Your objective: Scan the entries that follow for the word "each", then report every line in which it appears.

Data for analysis:
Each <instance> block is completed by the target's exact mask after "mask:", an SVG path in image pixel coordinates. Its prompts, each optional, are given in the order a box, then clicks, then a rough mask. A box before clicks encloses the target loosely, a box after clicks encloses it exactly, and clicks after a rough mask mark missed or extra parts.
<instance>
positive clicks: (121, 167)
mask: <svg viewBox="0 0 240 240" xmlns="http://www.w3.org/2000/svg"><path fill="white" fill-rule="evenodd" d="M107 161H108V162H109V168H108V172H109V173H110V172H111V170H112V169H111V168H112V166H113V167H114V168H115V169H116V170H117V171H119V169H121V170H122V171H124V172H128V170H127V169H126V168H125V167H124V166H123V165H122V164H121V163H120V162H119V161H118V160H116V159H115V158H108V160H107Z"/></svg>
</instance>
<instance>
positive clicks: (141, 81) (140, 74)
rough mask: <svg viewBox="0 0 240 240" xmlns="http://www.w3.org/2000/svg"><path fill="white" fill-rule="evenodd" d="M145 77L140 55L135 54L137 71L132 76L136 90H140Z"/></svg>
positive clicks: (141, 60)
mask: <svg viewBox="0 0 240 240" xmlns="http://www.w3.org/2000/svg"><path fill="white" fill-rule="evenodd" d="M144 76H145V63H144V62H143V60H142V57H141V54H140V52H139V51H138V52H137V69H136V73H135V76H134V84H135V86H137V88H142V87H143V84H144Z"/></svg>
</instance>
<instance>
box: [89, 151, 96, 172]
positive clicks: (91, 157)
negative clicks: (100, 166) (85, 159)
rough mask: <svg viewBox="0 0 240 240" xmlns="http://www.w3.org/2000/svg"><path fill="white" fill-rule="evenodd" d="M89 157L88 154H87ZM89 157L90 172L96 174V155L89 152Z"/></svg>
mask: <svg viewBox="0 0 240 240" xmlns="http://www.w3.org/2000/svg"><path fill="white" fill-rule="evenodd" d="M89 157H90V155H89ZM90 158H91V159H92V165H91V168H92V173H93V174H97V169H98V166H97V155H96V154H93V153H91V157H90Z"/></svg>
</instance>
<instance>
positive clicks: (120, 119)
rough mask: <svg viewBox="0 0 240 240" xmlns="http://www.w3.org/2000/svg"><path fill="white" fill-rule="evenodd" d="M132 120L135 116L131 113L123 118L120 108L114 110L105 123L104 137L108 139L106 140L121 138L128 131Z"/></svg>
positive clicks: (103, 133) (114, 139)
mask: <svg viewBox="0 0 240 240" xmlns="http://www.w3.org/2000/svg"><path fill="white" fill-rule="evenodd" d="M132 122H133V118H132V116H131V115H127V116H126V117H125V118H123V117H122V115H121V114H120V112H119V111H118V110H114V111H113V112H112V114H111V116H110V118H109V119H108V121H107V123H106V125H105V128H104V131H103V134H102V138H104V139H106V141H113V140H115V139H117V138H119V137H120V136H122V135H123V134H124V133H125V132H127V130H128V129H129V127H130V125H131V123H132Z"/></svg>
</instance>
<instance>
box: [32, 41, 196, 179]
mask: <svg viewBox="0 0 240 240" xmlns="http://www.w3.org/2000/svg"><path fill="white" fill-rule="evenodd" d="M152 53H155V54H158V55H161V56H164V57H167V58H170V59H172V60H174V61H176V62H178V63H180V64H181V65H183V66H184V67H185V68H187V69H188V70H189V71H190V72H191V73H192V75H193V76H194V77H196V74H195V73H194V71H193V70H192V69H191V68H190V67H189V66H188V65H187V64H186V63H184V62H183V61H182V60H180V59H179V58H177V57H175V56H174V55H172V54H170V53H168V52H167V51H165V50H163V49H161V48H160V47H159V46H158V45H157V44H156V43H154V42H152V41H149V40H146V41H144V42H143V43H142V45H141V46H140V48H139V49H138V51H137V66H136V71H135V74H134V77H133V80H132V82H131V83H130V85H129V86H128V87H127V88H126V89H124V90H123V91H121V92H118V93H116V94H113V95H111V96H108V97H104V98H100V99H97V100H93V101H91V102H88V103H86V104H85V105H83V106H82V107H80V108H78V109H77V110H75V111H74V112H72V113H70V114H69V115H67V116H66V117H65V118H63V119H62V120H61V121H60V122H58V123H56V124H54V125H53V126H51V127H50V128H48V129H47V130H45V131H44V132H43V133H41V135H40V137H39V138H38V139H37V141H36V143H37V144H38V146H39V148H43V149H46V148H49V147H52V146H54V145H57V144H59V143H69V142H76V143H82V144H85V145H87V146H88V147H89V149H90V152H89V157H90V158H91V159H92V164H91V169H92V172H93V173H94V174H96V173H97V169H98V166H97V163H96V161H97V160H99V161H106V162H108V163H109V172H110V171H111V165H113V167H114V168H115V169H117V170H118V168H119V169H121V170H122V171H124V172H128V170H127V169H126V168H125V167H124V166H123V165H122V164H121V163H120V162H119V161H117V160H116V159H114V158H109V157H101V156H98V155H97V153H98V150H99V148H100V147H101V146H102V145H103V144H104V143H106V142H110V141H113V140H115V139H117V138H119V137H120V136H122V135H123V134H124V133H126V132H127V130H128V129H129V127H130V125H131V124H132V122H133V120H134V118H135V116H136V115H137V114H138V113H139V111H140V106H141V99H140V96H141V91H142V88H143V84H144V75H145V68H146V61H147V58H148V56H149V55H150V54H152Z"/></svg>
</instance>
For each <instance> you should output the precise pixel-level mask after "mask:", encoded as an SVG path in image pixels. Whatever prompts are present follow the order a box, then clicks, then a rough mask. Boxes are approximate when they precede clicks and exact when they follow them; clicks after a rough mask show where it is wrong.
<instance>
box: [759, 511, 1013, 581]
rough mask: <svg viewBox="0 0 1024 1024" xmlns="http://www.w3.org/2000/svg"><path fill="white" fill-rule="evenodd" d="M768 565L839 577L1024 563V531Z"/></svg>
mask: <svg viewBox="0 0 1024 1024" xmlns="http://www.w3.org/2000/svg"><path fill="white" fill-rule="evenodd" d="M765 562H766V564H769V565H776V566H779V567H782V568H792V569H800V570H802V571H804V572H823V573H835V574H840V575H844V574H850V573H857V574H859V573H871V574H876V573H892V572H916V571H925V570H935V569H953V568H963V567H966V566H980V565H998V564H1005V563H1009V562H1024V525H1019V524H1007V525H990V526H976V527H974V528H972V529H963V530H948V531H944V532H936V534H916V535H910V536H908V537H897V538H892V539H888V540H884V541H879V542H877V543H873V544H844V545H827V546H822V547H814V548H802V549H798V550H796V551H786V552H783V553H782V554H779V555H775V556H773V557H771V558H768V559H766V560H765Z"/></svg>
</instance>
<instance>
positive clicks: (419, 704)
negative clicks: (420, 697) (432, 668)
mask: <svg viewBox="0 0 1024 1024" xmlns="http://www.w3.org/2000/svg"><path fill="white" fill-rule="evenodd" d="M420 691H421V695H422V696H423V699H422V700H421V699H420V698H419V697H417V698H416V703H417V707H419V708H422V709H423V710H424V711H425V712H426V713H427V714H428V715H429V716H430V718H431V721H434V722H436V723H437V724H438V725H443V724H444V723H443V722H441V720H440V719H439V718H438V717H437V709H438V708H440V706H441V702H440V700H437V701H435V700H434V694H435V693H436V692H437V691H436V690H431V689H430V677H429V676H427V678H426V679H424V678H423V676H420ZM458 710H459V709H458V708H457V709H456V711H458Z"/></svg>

Answer space:
Each <instance> block is completed by the target's exact mask after "mask:", an SVG path in image pixel coordinates. Its prompts, each optional, are given in the order a box, then clicks, then a rough mask. A box before clicks encloses the target loosely, a box after clicks encloses it exactly, and clicks after a rough mask mark missed or extra parts.
For each <instance> you should output the precise pixel-level mask after "mask:", encoded as an SVG path in image pixels. Whatever prompts are present follow the order a box, then clicks, then a rough mask. Boxes are approximate when they precede clicks and exact when they follow them; clicks after a rough mask show where it is wrong.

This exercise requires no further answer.